• [WHAT YOU ARE ASKED TO DO]:
Copy out, exactly, the first line of the entries below and every line after it through the one containing "target | house window".

• [INFORMATION SHOWN]:
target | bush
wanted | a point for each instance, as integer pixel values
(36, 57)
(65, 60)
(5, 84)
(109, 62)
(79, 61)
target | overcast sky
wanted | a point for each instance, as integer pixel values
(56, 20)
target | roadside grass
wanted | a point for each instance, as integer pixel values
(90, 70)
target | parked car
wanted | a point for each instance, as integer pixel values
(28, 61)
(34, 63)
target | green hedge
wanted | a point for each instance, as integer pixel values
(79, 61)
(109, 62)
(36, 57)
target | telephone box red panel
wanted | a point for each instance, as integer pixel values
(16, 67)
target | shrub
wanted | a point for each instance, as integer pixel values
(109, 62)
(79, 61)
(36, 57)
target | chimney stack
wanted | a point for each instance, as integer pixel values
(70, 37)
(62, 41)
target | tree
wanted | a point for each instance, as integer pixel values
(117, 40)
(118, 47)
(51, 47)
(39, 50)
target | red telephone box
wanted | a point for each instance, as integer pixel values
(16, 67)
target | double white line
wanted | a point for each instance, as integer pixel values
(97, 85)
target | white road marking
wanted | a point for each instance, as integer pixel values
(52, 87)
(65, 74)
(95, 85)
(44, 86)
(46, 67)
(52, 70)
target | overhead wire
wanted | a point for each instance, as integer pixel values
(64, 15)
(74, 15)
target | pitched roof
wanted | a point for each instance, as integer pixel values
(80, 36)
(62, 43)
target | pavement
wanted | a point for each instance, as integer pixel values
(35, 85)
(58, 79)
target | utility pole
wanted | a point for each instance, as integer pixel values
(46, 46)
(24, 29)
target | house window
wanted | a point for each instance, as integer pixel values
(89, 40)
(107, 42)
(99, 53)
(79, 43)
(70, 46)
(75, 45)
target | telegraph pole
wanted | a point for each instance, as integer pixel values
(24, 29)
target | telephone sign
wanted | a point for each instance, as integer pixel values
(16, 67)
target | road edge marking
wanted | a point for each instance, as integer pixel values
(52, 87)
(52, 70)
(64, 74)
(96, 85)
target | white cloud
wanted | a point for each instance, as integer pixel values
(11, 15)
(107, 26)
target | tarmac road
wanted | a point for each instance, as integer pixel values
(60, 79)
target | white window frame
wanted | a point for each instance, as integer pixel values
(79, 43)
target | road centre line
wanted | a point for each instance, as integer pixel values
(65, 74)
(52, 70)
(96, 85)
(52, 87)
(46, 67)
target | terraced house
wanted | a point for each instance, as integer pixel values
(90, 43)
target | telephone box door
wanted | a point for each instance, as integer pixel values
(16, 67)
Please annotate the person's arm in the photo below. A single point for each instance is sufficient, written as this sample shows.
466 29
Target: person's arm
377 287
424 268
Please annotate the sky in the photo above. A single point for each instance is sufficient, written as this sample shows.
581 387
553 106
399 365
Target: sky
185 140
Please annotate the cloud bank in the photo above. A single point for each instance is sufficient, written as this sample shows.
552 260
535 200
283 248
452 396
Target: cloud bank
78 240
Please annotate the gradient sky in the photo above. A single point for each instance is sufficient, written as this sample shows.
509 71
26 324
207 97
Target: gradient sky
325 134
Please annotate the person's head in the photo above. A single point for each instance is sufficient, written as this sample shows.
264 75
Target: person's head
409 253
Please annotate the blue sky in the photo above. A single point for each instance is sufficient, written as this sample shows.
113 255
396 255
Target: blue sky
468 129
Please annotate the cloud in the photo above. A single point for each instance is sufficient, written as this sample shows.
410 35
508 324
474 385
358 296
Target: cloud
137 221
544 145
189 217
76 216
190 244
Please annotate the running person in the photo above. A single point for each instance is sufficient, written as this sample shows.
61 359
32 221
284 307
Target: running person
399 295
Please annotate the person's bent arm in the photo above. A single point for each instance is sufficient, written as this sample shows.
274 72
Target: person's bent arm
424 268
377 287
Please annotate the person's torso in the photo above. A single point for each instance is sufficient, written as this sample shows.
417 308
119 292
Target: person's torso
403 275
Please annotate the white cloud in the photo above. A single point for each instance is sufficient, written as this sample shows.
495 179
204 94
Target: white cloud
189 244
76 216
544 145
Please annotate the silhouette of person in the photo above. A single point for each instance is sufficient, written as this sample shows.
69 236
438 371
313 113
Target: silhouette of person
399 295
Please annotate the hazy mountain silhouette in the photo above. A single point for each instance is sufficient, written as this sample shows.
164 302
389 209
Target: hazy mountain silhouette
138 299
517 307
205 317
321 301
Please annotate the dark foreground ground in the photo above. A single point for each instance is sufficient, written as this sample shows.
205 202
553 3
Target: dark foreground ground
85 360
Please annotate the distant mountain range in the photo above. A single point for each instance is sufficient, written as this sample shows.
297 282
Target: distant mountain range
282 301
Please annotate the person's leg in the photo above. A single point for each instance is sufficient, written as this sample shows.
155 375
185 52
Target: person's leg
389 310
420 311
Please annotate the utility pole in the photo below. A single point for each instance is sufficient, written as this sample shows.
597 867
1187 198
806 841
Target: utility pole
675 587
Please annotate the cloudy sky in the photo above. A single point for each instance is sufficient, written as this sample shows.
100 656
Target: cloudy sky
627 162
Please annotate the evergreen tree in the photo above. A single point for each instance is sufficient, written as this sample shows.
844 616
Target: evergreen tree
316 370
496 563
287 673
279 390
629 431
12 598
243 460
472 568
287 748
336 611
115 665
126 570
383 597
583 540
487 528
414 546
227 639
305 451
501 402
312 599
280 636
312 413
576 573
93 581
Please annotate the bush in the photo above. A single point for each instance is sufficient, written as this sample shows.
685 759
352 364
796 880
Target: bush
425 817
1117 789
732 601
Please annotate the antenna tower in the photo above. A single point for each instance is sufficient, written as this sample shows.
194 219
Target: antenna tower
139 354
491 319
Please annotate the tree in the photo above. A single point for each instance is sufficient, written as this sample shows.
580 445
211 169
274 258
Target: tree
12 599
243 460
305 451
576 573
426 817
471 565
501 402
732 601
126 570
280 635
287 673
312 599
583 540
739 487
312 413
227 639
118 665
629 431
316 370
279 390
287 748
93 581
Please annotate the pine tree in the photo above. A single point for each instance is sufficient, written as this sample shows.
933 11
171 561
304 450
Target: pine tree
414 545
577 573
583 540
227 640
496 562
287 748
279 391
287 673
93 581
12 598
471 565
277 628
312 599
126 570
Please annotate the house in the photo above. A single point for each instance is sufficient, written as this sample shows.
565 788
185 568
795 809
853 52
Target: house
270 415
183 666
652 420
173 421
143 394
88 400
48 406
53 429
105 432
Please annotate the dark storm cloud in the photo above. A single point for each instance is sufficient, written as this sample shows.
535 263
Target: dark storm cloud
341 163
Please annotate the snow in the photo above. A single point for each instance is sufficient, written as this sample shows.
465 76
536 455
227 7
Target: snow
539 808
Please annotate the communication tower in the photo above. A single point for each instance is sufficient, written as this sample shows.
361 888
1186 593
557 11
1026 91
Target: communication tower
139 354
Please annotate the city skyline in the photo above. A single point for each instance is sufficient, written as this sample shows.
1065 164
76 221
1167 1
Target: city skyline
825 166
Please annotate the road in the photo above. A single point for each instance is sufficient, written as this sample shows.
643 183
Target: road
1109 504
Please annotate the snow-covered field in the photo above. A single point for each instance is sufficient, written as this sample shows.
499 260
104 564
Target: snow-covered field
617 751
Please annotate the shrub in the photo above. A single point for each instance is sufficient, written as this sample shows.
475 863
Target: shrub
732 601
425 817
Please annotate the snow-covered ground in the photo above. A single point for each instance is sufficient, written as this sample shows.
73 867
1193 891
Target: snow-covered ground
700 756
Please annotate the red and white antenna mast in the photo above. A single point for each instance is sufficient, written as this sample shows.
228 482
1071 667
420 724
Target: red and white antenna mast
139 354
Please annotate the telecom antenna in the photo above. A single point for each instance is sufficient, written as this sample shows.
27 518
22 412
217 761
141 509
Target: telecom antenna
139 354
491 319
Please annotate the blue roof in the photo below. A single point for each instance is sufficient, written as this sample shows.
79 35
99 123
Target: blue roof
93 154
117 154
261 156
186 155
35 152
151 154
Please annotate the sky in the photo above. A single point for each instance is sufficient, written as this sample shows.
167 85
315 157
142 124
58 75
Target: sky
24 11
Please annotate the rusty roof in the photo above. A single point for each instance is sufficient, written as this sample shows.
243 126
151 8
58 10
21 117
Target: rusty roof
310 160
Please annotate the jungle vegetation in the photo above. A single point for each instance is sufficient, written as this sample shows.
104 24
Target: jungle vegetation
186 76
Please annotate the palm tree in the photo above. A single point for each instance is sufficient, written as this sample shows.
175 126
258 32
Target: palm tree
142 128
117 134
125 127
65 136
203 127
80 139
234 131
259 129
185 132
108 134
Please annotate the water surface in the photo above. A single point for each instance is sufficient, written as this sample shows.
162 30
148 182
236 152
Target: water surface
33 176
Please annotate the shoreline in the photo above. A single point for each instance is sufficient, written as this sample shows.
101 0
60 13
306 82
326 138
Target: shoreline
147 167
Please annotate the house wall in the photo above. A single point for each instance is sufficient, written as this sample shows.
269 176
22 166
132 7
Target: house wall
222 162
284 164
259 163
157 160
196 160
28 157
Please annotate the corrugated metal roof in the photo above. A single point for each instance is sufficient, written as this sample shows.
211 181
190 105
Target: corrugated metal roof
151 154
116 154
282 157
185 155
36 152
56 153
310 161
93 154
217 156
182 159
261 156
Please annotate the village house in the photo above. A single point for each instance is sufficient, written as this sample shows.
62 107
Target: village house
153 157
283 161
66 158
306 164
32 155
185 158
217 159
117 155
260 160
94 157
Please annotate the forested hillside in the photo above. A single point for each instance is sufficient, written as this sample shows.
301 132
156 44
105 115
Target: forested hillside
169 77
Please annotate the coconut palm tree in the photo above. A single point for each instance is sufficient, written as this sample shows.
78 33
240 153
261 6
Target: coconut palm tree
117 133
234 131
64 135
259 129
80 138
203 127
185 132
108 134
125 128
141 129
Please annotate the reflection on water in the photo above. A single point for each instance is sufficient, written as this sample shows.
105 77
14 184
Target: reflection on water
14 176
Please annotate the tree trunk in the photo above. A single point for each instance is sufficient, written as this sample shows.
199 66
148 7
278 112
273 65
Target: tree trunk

• [EXPECTED ANSWER]:
target | bush
wanted | a point for each instance, as integer pixel values
(36, 57)
(65, 60)
(5, 84)
(109, 62)
(79, 61)
target | overcast sky
wanted | a point for each instance, as integer pixel values
(56, 20)
target | roadside grass
wanted | a point for each instance, as integer pixel values
(90, 70)
target | parked car
wanted | a point for each instance, as integer pixel values
(28, 61)
(34, 63)
target | green hedge
wanted | a point for each instance, as integer pixel values
(79, 61)
(109, 62)
(36, 57)
target | telephone box red panel
wanted | a point for each instance, as integer pixel values
(16, 67)
target | shrub
wanted | a point for each instance, as integer pixel values
(109, 62)
(79, 61)
(36, 57)
target | chimney stack
wanted | a point for each instance, as integer pixel values
(70, 37)
(62, 41)
target | tree
wanted | a point for each instance, as integer pixel values
(117, 40)
(118, 47)
(51, 47)
(39, 50)
target | red telephone box
wanted | a point for each instance, as integer pixel values
(16, 67)
target | double white line
wanted | a point for each instance, as integer pixel values
(97, 85)
target | white road marking
wanted | a point for each instance, as integer pixel values
(52, 87)
(65, 74)
(95, 85)
(44, 86)
(46, 67)
(52, 70)
target | overhead wire
wanted | a point for each instance, as integer pixel values
(64, 15)
(74, 15)
target | pitched roof
wanted | a point for each instance, as integer pixel values
(80, 36)
(62, 43)
target | pavement
wanted | a point for each instance, as integer pixel values
(35, 85)
(58, 79)
target | utility pole
wanted | a point for each instance, as integer pixel values
(46, 46)
(24, 29)
target | house window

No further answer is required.